Selected text:
This section delves into the four pillars of caching server hardware: CPU, Memory (RAM), Storage, and Networking. We will explore the specific role each component plays, the key characteristics to look for, and how the requirements change based on the chosen caching software and workload. As Jainandunsing (2025) notes, different caching solutions have vastly different hardware appetites; a lightweight system like Redis can run on minimal hardware, while a heavyweight data grid like Apache Ignite demands significantly more resources. Understanding these nuances is key to building a cost-effective and high-performing caching tier.

The Central Processing Unit (CPU): The Cache's Brain

The CPU in a caching server is responsible for executing the caching software's logic. This includes handling incoming client connections, processing requests (gets, sets, deletes), managing data structures in memory, enforcing eviction policies, and handling background tasks like data persistence. The demands on the CPU can vary significantly.

Cores vs. Clock Speed

A long-standing debate in server hardware is the trade-off between having many cores (multi-core) versus having fewer cores that run at a higher frequency (high clock speed). For caching servers, the "correct" choice depends heavily on the software's architecture.

As a general rule, a modern server-grade CPU (Intel Xeon, AMD EPYC) with a balance of a decent number of cores (e.g., 8-16) and a good base clock speed (e.g., 2.5+ GHz) is a safe starting point. For very high-throughput systems, more cores will be necessary. For example, Jainandunsing (2025) points out that a minimal Apache Ignite setup requires 2 cores, acknowledging its more complex, JVM-based, and multi-threaded nature compared to the 1-core recommendation for a basic Redis instance.

Tasks to complete:
a – In the text on caching server hardware, how many cores does a minimal Apache Ignite setup require?
b – Retype the text on caching server hardware between "A long-standing debate" and "basic Redis instance.", inclusive, word for word.

Data:
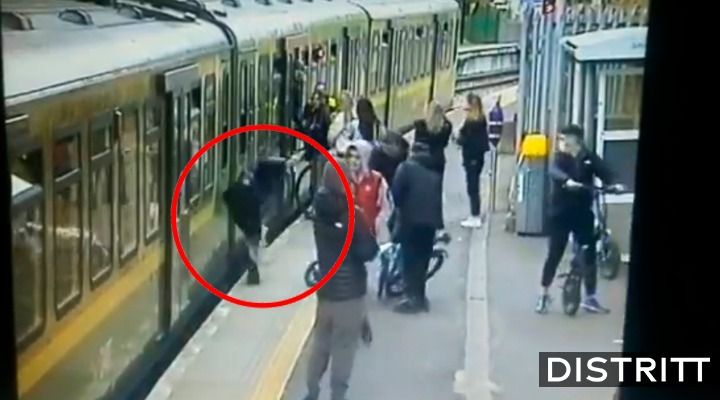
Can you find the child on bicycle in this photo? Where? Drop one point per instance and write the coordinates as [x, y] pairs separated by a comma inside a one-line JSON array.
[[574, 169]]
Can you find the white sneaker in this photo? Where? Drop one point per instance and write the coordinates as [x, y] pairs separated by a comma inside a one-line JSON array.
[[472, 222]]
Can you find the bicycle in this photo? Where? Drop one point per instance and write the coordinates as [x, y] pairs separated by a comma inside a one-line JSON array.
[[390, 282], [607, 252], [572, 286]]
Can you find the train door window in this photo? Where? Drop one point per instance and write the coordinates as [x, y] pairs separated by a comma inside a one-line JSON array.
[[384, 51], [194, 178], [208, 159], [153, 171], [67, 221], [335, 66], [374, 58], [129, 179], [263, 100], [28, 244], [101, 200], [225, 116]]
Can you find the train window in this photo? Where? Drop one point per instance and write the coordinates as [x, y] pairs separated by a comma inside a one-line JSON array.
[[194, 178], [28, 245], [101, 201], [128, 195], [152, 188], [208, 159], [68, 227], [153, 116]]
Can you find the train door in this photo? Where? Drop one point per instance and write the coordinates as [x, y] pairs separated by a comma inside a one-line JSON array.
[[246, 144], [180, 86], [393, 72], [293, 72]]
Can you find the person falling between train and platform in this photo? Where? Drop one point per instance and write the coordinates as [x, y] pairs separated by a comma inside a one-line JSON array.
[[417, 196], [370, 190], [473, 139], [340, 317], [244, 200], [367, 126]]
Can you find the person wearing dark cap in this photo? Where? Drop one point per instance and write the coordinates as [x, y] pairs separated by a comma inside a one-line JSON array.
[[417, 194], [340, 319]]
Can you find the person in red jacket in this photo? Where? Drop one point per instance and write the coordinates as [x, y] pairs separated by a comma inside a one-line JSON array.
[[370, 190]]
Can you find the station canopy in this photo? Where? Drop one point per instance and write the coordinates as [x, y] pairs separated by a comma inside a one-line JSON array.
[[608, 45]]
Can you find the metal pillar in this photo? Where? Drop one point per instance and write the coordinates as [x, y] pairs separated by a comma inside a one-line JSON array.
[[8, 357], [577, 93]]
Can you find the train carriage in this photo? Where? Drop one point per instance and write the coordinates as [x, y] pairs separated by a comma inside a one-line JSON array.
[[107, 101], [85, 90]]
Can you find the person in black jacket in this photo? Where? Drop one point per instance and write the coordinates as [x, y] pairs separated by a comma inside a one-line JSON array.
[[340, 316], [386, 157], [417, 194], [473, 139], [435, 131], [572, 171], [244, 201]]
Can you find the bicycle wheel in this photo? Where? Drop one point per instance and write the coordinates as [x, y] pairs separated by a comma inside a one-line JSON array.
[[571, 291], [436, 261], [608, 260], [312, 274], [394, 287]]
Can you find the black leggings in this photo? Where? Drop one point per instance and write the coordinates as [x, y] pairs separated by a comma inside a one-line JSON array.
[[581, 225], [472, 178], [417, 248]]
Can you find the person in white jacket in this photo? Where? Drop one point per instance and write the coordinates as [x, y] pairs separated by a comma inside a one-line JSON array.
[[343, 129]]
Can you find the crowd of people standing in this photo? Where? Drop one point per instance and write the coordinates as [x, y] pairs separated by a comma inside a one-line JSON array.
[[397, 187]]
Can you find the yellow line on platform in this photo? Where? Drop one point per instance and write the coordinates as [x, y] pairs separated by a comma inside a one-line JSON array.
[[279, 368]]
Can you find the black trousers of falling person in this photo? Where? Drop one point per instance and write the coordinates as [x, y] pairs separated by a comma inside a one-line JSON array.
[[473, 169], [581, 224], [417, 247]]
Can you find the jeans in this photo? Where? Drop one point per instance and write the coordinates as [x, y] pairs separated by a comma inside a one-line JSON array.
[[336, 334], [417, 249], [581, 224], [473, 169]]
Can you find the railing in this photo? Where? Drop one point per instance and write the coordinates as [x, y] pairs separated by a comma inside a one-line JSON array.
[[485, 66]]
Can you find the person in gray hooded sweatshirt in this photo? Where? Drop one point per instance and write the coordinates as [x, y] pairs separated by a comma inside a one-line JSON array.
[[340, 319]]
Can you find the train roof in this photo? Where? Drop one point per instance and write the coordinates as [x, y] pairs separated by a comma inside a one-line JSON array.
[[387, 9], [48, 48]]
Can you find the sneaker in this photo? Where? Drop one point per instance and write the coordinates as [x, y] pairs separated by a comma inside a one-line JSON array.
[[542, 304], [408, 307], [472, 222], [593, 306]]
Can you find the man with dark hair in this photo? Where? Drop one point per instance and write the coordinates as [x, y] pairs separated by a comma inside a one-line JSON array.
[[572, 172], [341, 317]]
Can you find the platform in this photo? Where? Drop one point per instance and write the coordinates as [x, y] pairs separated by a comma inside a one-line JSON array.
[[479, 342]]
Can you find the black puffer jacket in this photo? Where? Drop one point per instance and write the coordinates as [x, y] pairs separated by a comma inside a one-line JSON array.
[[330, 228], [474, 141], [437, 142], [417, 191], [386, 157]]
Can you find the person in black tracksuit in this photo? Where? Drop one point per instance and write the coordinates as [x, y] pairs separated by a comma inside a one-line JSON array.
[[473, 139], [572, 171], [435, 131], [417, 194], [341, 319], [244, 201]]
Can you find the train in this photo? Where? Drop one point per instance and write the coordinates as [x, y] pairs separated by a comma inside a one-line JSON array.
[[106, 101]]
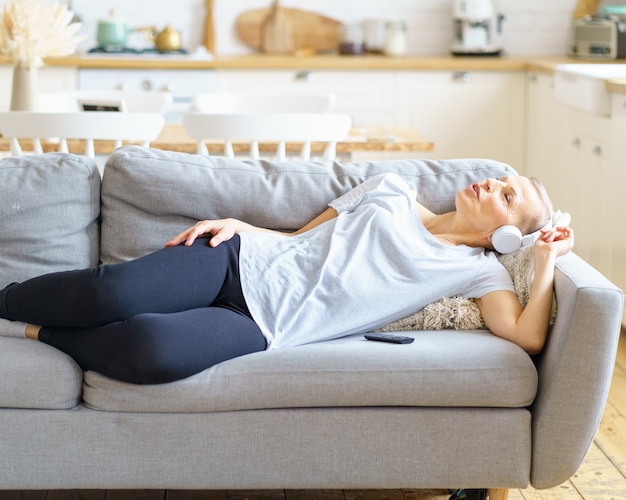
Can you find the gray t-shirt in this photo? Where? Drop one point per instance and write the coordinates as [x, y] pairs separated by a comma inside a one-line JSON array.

Solution set:
a – 2 cores.

b –
A long-standing debate in server hardware is the trade-off between having many cores (multi-core) versus having fewer cores that run at a higher frequency (high clock speed). For caching servers, the "correct" choice depends heavily on the software's architecture.

As a general rule, a modern server-grade CPU (Intel Xeon, AMD EPYC) with a balance of a decent number of cores (e.g., 8-16) and a good base clock speed (e.g., 2.5+ GHz) is a safe starting point. For very high-throughput systems, more cores will be necessary. For example, Jainandunsing (2025) points out that a minimal Apache Ignite setup requires 2 cores, acknowledging its more complex, JVM-based, and multi-threaded nature compared to the 1-core recommendation for a basic Redis instance.